(Stored data entries)
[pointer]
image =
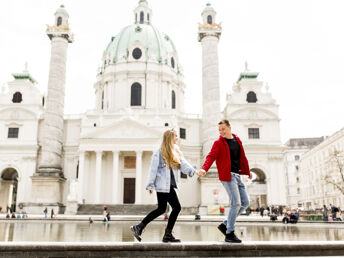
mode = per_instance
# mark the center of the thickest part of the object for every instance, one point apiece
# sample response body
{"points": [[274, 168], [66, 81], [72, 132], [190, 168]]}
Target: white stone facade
{"points": [[106, 151], [315, 165]]}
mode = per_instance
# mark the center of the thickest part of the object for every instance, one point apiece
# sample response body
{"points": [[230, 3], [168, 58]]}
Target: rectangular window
{"points": [[182, 175], [253, 133], [182, 133], [13, 132]]}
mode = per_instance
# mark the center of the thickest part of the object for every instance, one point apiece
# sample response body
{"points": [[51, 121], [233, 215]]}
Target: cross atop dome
{"points": [[143, 14]]}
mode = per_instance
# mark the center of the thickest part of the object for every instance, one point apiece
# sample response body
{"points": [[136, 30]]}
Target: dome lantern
{"points": [[143, 14]]}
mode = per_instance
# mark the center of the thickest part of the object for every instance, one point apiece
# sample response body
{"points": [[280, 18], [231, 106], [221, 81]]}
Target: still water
{"points": [[115, 231]]}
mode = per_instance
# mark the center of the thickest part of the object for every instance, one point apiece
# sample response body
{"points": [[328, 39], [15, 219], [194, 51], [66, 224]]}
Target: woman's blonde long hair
{"points": [[170, 152]]}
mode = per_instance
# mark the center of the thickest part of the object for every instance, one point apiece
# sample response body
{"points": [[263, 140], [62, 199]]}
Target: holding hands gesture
{"points": [[201, 173]]}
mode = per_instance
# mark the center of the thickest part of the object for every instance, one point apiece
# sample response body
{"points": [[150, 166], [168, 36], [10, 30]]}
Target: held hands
{"points": [[250, 176], [201, 173]]}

Exercise prompt → Output the entries above verbatim. Omit the images.

Exercise output →
[pointer]
image =
mode = per_instance
# mark the center of the thickest part of the object for every instance, one point apiece
# sample response body
{"points": [[274, 168], [66, 81], [72, 132], [190, 168]]}
Target: white stone facade
{"points": [[106, 151], [315, 165]]}
mode = per_instance
# mark the center of the thickest part of the object for every instance, one point apiece
# sample response body
{"points": [[230, 3], [168, 58]]}
Target: rectangular window
{"points": [[182, 175], [253, 133], [182, 133], [13, 132]]}
mode = per_instance
# mark the center of the thickest part of the object for every instance, one point apiece
# sample response body
{"points": [[51, 121], [233, 215]]}
Target: cross atop dome
{"points": [[143, 14]]}
mode = per_instance
# mark the center of the thickest part of the object for every instance, one point apiece
# sample response body
{"points": [[136, 30]]}
Target: dome lantern
{"points": [[143, 14]]}
mode = per_instance
# mark the center of the thickest part of the object for every instance, one point apiece
# sample response body
{"points": [[280, 18], [231, 106], [221, 81]]}
Target: still water
{"points": [[115, 231]]}
mode = per_instance
# mark the center of the thickest part of the object for every instance, one point apiece
# sample response body
{"points": [[328, 39], [15, 219], [194, 51], [66, 224]]}
Target: woman's blonde long hair
{"points": [[170, 152]]}
mode = per_instance
# mark the center of the thickest part of the object for every instance, one point apiece
# sample response body
{"points": [[263, 140], [62, 199]]}
Target: holding hands gesture
{"points": [[201, 173]]}
mode = per_instance
# mark the center of the thickest part of the object for every instance, one point apiece
# sample response body
{"points": [[150, 166], [168, 36], [10, 30]]}
Target: held hands
{"points": [[250, 176], [201, 173]]}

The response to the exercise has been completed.